* [Task to carry out]:
Render every line of the rows below as a Markdown table with the columns No. and Line, numbering the lines in order and omitting blank lines. Leave the pictures out of the table.

★ ★ ★ ★

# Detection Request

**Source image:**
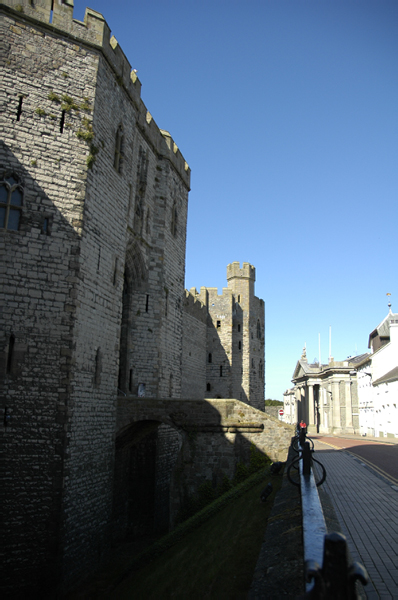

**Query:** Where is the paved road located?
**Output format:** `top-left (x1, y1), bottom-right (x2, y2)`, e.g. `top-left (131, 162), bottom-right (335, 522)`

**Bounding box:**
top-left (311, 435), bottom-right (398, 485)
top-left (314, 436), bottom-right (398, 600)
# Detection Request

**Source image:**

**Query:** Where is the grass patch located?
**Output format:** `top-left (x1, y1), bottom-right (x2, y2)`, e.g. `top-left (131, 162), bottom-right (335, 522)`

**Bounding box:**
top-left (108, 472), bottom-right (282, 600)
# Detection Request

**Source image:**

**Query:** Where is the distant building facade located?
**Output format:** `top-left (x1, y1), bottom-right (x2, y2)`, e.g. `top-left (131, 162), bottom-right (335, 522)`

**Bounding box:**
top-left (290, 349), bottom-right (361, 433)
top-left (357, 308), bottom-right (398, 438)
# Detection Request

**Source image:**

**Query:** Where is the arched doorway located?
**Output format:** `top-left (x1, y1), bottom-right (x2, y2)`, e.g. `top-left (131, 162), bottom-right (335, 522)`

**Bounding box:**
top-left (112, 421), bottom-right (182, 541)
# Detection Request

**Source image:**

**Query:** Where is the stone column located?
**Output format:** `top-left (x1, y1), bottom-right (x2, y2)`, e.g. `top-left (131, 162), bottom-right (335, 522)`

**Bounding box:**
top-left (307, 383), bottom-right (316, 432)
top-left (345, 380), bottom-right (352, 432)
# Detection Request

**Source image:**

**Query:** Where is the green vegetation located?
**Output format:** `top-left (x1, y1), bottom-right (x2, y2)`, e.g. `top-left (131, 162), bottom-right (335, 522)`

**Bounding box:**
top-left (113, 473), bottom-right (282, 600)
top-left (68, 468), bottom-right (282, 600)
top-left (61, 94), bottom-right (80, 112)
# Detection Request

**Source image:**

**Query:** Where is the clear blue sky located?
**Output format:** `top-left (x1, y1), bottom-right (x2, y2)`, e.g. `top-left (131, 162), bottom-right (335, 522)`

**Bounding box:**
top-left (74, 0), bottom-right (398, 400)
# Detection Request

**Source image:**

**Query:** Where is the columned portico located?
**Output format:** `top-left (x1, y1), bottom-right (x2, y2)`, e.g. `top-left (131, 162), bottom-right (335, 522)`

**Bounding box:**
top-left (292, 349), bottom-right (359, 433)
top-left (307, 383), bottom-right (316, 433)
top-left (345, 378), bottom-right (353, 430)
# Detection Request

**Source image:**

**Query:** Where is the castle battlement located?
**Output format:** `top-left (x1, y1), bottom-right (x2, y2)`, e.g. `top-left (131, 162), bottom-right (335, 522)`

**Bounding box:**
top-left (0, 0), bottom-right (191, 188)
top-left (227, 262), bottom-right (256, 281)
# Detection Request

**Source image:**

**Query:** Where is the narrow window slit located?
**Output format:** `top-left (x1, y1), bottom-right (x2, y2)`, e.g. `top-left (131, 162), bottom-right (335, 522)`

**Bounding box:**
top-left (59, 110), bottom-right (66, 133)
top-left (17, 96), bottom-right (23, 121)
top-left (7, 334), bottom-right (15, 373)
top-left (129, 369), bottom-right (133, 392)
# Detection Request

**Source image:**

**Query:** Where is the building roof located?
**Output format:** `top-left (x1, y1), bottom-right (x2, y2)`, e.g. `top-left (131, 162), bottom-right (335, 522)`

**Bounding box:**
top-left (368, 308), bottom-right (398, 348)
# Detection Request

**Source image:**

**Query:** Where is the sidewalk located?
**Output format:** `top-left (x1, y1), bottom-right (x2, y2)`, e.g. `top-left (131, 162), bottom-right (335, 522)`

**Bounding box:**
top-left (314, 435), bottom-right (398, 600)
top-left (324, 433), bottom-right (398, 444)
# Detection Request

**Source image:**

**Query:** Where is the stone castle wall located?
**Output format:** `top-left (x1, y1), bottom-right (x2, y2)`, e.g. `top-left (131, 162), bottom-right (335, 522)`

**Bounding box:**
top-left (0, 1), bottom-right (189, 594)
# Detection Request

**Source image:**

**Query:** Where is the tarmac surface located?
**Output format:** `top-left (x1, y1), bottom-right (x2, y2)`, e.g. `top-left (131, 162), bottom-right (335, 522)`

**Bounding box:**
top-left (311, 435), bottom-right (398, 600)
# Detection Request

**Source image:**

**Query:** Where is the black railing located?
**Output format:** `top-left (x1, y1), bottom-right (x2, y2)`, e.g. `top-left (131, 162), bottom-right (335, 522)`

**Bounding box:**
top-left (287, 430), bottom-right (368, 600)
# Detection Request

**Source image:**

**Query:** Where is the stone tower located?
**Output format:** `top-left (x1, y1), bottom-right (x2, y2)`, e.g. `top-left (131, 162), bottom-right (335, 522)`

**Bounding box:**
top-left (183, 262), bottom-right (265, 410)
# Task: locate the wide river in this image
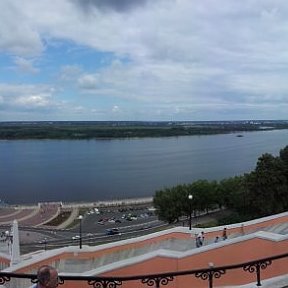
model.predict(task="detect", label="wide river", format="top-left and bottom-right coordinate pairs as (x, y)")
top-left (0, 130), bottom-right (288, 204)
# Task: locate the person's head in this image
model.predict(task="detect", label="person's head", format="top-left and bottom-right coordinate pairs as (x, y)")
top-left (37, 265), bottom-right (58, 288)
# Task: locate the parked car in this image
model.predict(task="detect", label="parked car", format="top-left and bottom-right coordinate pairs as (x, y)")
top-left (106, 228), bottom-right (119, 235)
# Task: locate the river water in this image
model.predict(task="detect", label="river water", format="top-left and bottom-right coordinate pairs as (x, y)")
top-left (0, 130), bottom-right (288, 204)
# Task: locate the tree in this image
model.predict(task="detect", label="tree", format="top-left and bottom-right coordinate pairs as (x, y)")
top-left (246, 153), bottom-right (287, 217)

★ ★ ★ ★

* [Solution to the exercise]:
| No. | Line |
|---|---|
| 1 | # Detection Request |
| 2 | **Source image:** |
| 3 | **Query:** Where is the paved road located? |
| 4 | **Output format:** `top-left (x1, y1), bottom-right (x2, y2)`, e.g. `top-left (131, 162), bottom-right (335, 522)` |
| 5 | **Bounding box:** |
| 6 | top-left (311, 435), bottom-right (398, 485) |
| 7 | top-left (314, 436), bottom-right (398, 600) |
| 8 | # Detection Request |
| 9 | **Source image:** |
| 10 | **Query:** Where is the grass patch located? |
| 11 | **Output format:** `top-left (x1, y1), bottom-right (x2, y2)`, e.g. `top-left (131, 162), bottom-right (335, 522)` |
| 12 | **Bounding box:** |
| 13 | top-left (108, 472), bottom-right (282, 600) |
| 14 | # Detection Request |
| 15 | **Source image:** |
| 16 | **Query:** Where is the distant building facade located? |
| 17 | **Output format:** `top-left (x1, y1), bottom-right (x2, y2)`, e.g. `top-left (131, 162), bottom-right (335, 522)` |
| 18 | **Bounding box:** |
| 19 | top-left (290, 349), bottom-right (361, 433) |
| 20 | top-left (357, 308), bottom-right (398, 438) |
| 21 | # Detection Request |
| 22 | **Source image:** |
| 23 | **Query:** Where is the arched doorway located? |
| 24 | **Output format:** `top-left (x1, y1), bottom-right (x2, y2)`, e.g. `top-left (131, 162), bottom-right (335, 522)` |
| 25 | **Bounding box:** |
| 26 | top-left (112, 421), bottom-right (182, 541) |
| 27 | # Detection Request |
| 28 | **Source image:** |
| 29 | **Query:** Where is the stone column located? |
| 30 | **Output format:** `top-left (x1, y1), bottom-right (x2, y2)`, e.g. `top-left (131, 162), bottom-right (335, 522)` |
| 31 | **Bounding box:** |
| 32 | top-left (307, 383), bottom-right (316, 432) |
| 33 | top-left (345, 380), bottom-right (352, 432) |
| 34 | # Detection Request |
| 35 | **Source image:** |
| 36 | **Query:** Where is the green vegetation located? |
| 37 | **Output format:** `top-left (x1, y1), bottom-right (x2, y2)`, e.g. `top-left (131, 162), bottom-right (335, 522)` |
| 38 | **Bounding box:** |
| 39 | top-left (113, 473), bottom-right (282, 600) |
| 40 | top-left (68, 468), bottom-right (282, 600) |
| 41 | top-left (61, 94), bottom-right (80, 112) |
| 42 | # Detection Request |
| 43 | **Source image:** |
| 44 | **Query:** Where is the clear blue sky located? |
| 45 | **Output format:** `top-left (x1, y1), bottom-right (x2, y2)`, e.g. `top-left (131, 162), bottom-right (335, 522)` |
| 46 | **Bounding box:** |
| 47 | top-left (74, 0), bottom-right (398, 400) |
| 48 | # Detection Request |
| 49 | **Source image:** |
| 50 | **Query:** Where is the columned portico located? |
| 51 | **Output format:** `top-left (x1, y1), bottom-right (x2, y2)`, e.g. `top-left (131, 162), bottom-right (335, 522)` |
| 52 | **Bounding box:** |
| 53 | top-left (292, 349), bottom-right (359, 433) |
| 54 | top-left (307, 383), bottom-right (316, 433) |
| 55 | top-left (345, 378), bottom-right (353, 430) |
| 56 | # Detection Request |
| 57 | **Source image:** |
| 58 | **Query:** Where is the castle battlement located? |
| 59 | **Output format:** `top-left (x1, y1), bottom-right (x2, y2)`, e.g. `top-left (131, 162), bottom-right (335, 522)` |
| 60 | **Bounding box:** |
| 61 | top-left (0, 0), bottom-right (191, 188) |
| 62 | top-left (227, 262), bottom-right (256, 281) |
| 63 | # Detection Request |
| 64 | **Source image:** |
| 65 | **Query:** Where is the narrow window slit located? |
| 66 | **Output format:** `top-left (x1, y1), bottom-right (x2, y2)`, e.g. `top-left (131, 162), bottom-right (335, 522)` |
| 67 | **Bounding box:** |
| 68 | top-left (59, 110), bottom-right (66, 133) |
| 69 | top-left (17, 96), bottom-right (23, 121) |
| 70 | top-left (7, 334), bottom-right (15, 373) |
| 71 | top-left (129, 369), bottom-right (133, 392) |
| 72 | # Detection Request |
| 73 | **Source image:** |
| 74 | **Query:** Where is the building roof located? |
| 75 | **Output format:** `top-left (x1, y1), bottom-right (x2, y2)`, e.g. `top-left (131, 162), bottom-right (335, 522)` |
| 76 | **Bounding box:** |
| 77 | top-left (368, 308), bottom-right (398, 348) |
| 78 | # Detection Request |
| 79 | **Source image:** |
| 80 | **Query:** Where is the sidewalk located? |
| 81 | **Output format:** `top-left (x1, y1), bottom-right (x2, y2)`, e.g. `top-left (131, 162), bottom-right (335, 522)` |
| 82 | **Bounding box:** |
| 83 | top-left (314, 435), bottom-right (398, 600) |
| 84 | top-left (324, 433), bottom-right (398, 444) |
| 85 | # Detection Request |
| 86 | **Source image:** |
| 87 | **Query:** Where is the stone castle wall located? |
| 88 | **Output format:** `top-left (x1, y1), bottom-right (x2, y2)`, e.g. `top-left (131, 162), bottom-right (335, 522)` |
| 89 | **Bounding box:** |
| 90 | top-left (0, 1), bottom-right (189, 594) |
| 91 | # Detection Request |
| 92 | **Source image:** |
| 93 | **Query:** Where is the tarmac surface located? |
| 94 | **Output format:** `top-left (x1, y1), bottom-right (x2, y2)`, e.g. `top-left (131, 162), bottom-right (335, 522)` |
| 95 | **Bounding box:** |
| 96 | top-left (311, 435), bottom-right (398, 600) |
| 97 | # Detection Request |
| 98 | **Source image:** |
| 99 | **Query:** Where is the black railing located? |
| 100 | **Output format:** `top-left (x1, y1), bottom-right (x2, y2)`, e.g. `top-left (131, 162), bottom-right (335, 522)` |
| 101 | **Bounding box:** |
| 102 | top-left (287, 430), bottom-right (368, 600) |
| 103 | # Detection Request |
| 104 | **Source image:** |
| 105 | **Query:** Where is the stone tower located? |
| 106 | **Output format:** `top-left (x1, y1), bottom-right (x2, y2)`, e.g. `top-left (131, 162), bottom-right (335, 522)` |
| 107 | **Bounding box:** |
| 108 | top-left (183, 262), bottom-right (265, 410) |
| 109 | # Task: locate the wide river in this image |
| 110 | model.predict(task="detect", label="wide river", format="top-left and bottom-right coordinate pairs as (x, y)") |
| 111 | top-left (0, 130), bottom-right (288, 204) |
| 112 | # Task: locate the person's head in this image |
| 113 | model.predict(task="detect", label="person's head", format="top-left and bottom-right coordinate pairs as (x, y)") |
| 114 | top-left (37, 265), bottom-right (58, 288) |
| 115 | # Task: locate the parked car in this image |
| 116 | model.predict(task="detect", label="parked car", format="top-left and bottom-right coordinate pairs as (x, y)") |
| 117 | top-left (106, 228), bottom-right (119, 235) |
| 118 | # Task: locate the river water in this image |
| 119 | model.predict(task="detect", label="river water", format="top-left and bottom-right coordinate pairs as (x, y)") |
| 120 | top-left (0, 130), bottom-right (288, 204) |
| 121 | # Task: locate the tree in this image |
| 122 | model.predict(task="detect", label="tree", format="top-left and bottom-right coordinate pairs as (x, y)") |
| 123 | top-left (246, 153), bottom-right (287, 217) |